● Exercice proposé 1
Modifiez la liste à partir de la ligne qui contient « fingernail in the photo above. » jusqu'à la fin de celle-ci : recopiez ces lignes en remplaçant « glass dropper tube » par « glass pipette », sans rien changer d'autre.

● Bloc de texte
--------------------------------
Vie d'Antonin Artaud

Peu avant Noël 1942, Robert Desnos adresse un courrier à Euphrasie Artaud : "Madame, dès le lendemain de votre visite je me suis occupé de votre fils et de mon ami. J'ai la joie de vous dire aujourd'hui que mes démarches ont abouti. Si vous êtes d'accord mon ami le Dr Ferdière de passage à Paris emmènera Antonin avec lui dans l'asile dont il est le Directeur et où il garantit qu'il sera bien nourri, bien traité et même qu'il jouira d'un relative liberté. L'hôpital dont il s'agit est celui de Rodez en Aveyron." Il laisse son numéro de téléphone en cas de besoin : Opéra 89-31. En janvier 1943, il avertit Gaston Ferdière : "Je suis allé à Ville-Evrard jeudi, Artaud devait partir le lendemain vendredi 22. Je l'ai trouvé en plein délire, parlant comme saint Jérôme et ne voulant plus partir parce qu'on l'éloignait des forces magiques qui travaillent pour lui. [...] il paraît bien installé dans ses phantasmes et difficile à guérir." Desnos ajoute en post-scriptum : "Artaud va certainement me considérer comme un persécuteur !"

Après six ans d'internement (à Sotteville-lès-Rouen, Sainte-Anne, Ville-Evrard) et quelques péripéties pour franchir la ligne de démarcation, Artaud arrive à Rodez le 11 février 1943. Ferdière l'invite à sa table, il l'invitera souvent. Artaud "engloutit bruyamment les aliments, les triture sur la nappe, rote en mesure, crache par terre et, avant la fin du repas, se met à genoux pour psalmodier." Plus tard, à Paris, invité chez les Dullin, il pisse sur le tapis au prétexte que les chiens le font bien.

Dès le mois de mai, il réclame quelques améliorations de l'ordinaire : prendre un bain chaque jour, éviter la promiscuité de la baignade en commun, (qui "offense [ses] sentiments religieux et [sa] chasteté"), être rasé tous les jours, "car il n'y a rien qui maintienne dans un mauvais état mental comme de ne pas être rasé." Il réclame une brosse à dents, bien qu'il n'ait "à peu près plus de dents", il lui en reste "exactement 8 sur 33". Il veut aussi du miel, du riz sucré, de la semoule et du tabac. Il écrit à sa famille pour lui demander du beurre, du chocolat, des galettes. Il réclame de l'opium, "antidote de l'érotisme et des envoûtements", ou, à défaut, de l'héroïne, du laudanum, de la morphine, de la mescaline. Il communie trois fois par semaine, fume, chique et prise. Il ignorera, la guerre durant, l'existence d'une carte de tabac. Il a besoin d'un pantalon neuf, d'une chemise, "n°40 de tour de cou" et d'une "cravate bleu foncé". Lors de sa sortie définitive, on peinera à lui trouver une paire de chaussures ; il a de très grands pieds.
--------------------------------
● Matériel fourni
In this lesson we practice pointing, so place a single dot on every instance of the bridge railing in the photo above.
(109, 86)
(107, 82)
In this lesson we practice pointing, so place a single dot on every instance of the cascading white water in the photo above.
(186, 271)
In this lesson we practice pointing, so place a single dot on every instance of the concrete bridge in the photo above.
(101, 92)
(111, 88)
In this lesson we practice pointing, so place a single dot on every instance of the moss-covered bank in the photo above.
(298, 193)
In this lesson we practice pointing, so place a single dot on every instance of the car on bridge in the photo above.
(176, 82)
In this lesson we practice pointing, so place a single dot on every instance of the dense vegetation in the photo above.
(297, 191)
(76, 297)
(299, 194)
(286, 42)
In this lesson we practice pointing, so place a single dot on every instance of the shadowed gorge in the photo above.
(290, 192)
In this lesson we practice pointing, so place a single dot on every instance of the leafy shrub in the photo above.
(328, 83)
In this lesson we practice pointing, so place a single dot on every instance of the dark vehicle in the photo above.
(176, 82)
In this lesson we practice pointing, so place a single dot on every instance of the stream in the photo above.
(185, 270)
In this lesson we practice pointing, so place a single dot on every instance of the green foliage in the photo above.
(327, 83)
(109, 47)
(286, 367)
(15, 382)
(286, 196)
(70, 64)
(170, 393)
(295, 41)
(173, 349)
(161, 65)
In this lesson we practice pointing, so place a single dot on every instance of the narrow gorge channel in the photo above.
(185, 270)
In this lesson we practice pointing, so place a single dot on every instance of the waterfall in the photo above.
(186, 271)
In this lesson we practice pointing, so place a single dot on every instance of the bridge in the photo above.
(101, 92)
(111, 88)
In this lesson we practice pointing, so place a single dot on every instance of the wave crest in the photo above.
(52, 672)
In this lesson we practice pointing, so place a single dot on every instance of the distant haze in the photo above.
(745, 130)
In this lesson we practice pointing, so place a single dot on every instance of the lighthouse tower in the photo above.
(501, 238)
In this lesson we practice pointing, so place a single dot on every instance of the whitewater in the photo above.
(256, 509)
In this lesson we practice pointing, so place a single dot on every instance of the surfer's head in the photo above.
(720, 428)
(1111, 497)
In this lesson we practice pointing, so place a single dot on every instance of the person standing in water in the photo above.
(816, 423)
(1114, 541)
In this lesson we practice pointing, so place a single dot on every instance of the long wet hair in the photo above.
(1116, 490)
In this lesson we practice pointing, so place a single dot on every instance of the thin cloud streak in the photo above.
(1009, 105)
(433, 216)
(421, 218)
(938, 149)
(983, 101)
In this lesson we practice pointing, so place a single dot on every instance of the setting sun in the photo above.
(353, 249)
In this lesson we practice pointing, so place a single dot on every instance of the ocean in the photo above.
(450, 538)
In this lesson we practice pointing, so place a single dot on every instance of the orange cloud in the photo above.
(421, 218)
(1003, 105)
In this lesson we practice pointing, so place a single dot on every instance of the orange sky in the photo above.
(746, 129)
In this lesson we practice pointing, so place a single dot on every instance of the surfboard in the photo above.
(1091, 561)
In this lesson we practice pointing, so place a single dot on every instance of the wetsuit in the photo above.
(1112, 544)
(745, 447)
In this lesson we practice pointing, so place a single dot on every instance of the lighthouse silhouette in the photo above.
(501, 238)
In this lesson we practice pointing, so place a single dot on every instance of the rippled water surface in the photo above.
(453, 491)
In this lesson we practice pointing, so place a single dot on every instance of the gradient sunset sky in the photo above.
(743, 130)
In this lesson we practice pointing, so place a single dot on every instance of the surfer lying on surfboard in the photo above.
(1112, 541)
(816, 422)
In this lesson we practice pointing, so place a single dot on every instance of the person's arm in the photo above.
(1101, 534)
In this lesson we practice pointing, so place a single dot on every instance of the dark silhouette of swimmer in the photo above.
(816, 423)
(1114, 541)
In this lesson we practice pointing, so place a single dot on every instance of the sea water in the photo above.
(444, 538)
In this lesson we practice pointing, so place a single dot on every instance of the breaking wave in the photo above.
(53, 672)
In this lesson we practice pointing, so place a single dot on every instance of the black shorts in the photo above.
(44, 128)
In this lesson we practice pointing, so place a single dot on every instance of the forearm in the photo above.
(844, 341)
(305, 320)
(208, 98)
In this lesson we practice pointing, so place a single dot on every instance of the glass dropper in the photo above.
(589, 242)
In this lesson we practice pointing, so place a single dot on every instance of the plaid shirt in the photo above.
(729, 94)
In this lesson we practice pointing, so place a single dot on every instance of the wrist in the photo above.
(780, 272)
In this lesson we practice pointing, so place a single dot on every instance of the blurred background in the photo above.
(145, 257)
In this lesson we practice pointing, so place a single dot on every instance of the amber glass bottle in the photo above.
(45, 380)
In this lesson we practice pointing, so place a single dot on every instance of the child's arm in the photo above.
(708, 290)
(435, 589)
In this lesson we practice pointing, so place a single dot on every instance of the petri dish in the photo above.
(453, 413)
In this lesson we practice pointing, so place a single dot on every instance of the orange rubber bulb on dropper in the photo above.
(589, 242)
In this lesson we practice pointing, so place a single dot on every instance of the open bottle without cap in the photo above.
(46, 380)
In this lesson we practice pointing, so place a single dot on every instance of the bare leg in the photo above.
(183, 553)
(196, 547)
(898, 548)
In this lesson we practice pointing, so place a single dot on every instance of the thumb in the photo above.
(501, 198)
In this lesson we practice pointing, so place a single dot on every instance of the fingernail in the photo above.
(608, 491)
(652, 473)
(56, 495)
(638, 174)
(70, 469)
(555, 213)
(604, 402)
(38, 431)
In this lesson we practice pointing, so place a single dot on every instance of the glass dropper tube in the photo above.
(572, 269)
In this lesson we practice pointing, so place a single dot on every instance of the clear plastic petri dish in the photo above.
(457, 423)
--------------------------------
● Exercice proposé 2
Énumérez les stupéfiants qu'Artaud réclame dans le texte sur la vie d'Antonin Artaud.

● Réponse correcte 1
In this lesson we practice pointing, so place a single dot on every instance of the fingernail in the photo above.
(608, 491)
(652, 473)
(56, 495)
(638, 174)
(70, 469)
(555, 213)
(604, 402)
(38, 431)
In this lesson we practice pointing, so place a single dot on every instance of the glass pipette in the photo above.
(572, 269)
In this lesson we practice pointing, so place a single dot on every instance of the clear plastic petri dish in the photo above.
(457, 423)

● Réponse correcte 2
- opium
- héroïne
- laudanum
- morphine
- mescaline